#### ESERCIZIO PROPOSTO 1:
Puoi riassumere in due frasi il brano sulla finale di San Siro?

Sabato scorso, ospitando il derby madrileno allo stadio San Siro “Meazza” di Milano, l’Italia è diventata la nazione dove si è disputato il maggior numero di finali della competizione internazionale più importante del Vecchio Continente: 9 contro le 8 di Germania e Inghilterra.

L’ultima volta che “la coppa dalle grandi orecchie” era stata assegnata nel nostro Paese risaliva al 2009, quando teatro della partita decisiva fu lo stadio Olimpico di Roma. A contendersi il trofeo Barcellona e Manchester United, le cui rispettive stelle Messi e Cristiano Ronaldo non erano ancora gli eterni rivali che oggi si spartiscono record e Palloni d’Oro. Per trovarne un’altra giocata alla Scala del Calcio dobbiamo invece tornare indietro a Bayern Monaco-Valencia del maggio 2001. Quindici anni.

Anche allora mi sarebbe piaciuto esserci ma i biglietti, come sempre accade in questi casi, erano troppo pochi rispetto all’enorme richiesta, e complice anche una distribuzione tutt’altro che equa da parte dell’ente organizzatore erano finiti chissà come nelle mani di pochi eletti. Da parte mia ero troppo pigro per trovare canali alternativi. O forse non abbastanza “matto”…

Tre lustri dopo non potevo mancare. La data del 28/5/2016 fin dall’ufficializzazione della sede era segnata con un circoletto rosso sul mio calendario. In un modo o nell’altro, per fortuna, conoscenze, o compromessi, sarei stato sugli spalti ad assistere a un evento storico indipendentemente dai protagonisti in campo!

Quando il sorteggio della Uefa mi ha voltato le spalle e Roberto Beccantini, giornalista della Gazzetta dello Sport incontrato alla Hall of Fame durante un dibattito, ha deluso le mie speranze ho capito che avrei dovuto battere altre strade tutt’altro che agevoli. Il sottobosco del bagarinaggio on-line è popolato da soggetti poco raccomandabili, millantatori, falsari, pronti a speculare su una passione genuina pur di intascare una manciata di euro. Garanzie? Poco più di zero, ma io dovevo esserci! Google è stato il mio primo compagno di viaggio, aiutandomi a effettuare un’iniziale scrematura tra recensioni negative, metodi di pagamento stravaganti, siti chiusi dalle autorità e ogni genere di fregatura possibile e immaginabile nella quale non intendevo cadere. Dopo qualche giorno di tentativi vani mi sono finalmente imbattuto in Ticket Bis, che seppure ben lontano dall’unanimità dei consensi mi si è presentato con interlocutori in carne e ossa, sempre raggiungibili, e disposti a fornire risposte puntuali con spiegazioni dettagliate. Affidabili insomma, per quanto lo possano essere voci sconosciute all’altro capo della cornetta. L’agognato tagliando mi è stato consegnato tramite corriere espresso cinque giorni prima della partita, ma già da un po’ ne stavo monitorando il percorso attraverso il codice di tracciamento fornitomi all’atto della spedizione, quindi ero relativamente tranquillo.

#### VOCI DEL DATASET:
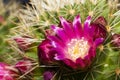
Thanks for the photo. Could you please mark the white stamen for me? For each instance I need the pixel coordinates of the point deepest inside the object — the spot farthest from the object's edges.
(77, 48)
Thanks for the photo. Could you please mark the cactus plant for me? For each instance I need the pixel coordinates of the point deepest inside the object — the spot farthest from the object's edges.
(35, 25)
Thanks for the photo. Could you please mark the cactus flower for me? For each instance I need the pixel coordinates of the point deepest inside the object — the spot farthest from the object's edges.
(23, 65)
(116, 40)
(73, 44)
(24, 42)
(48, 75)
(7, 72)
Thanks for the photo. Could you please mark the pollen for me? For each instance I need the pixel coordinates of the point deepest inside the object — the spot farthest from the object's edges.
(77, 48)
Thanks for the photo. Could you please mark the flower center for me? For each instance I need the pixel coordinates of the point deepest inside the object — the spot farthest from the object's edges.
(77, 48)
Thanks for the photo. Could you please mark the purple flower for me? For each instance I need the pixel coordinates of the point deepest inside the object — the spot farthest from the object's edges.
(23, 65)
(7, 72)
(73, 44)
(48, 75)
(116, 40)
(2, 19)
(24, 42)
(46, 55)
(99, 27)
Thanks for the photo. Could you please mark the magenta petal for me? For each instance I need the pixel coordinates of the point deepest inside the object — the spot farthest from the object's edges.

#### ESERCIZIO PROPOSTO 2:
Puoi restituire, senza alcuna modifica, le righe dei record che vanno da quella contenente "Thanks for the photo. Could you please mark the flower" fino all'ultima riga dei record, entrambe incluse?

#### RISPOSTA FINALE 1:
Ospitando sabato scorso il derby madrileno allo stadio San Siro, l'Italia è diventata la nazione dove si è disputato il maggior numero di finali della più importante competizione europea, nove contro le otto di Germania e Inghilterra. L'autore, che nel 2001 non era riuscito a procurarsi un biglietto, questa volta era deciso a esserci: dopo aver scartato con l'aiuto di Google molti siti poco affidabili, ha acquistato il tagliando su Ticket Bis e l'ha ricevuto tramite corriere espresso cinque giorni prima della partita.

#### RISPOSTA FINALE 2:
Thanks for the photo. Could you please mark the flower center for me? For each instance I need the pixel coordinates of the point deepest inside the object — the spot farthest from the object's edges.
(77, 48)
Thanks for the photo. Could you please mark the purple flower for me? For each instance I need the pixel coordinates of the point deepest inside the object — the spot farthest from the object's edges.
(23, 65)
(7, 72)
(73, 44)
(48, 75)
(116, 40)
(2, 19)
(24, 42)
(46, 55)
(99, 27)
Thanks for the photo. Could you please mark the magenta petal for me? For each instance I need the pixel coordinates of the point deepest inside the object — the spot farthest from the object's edges.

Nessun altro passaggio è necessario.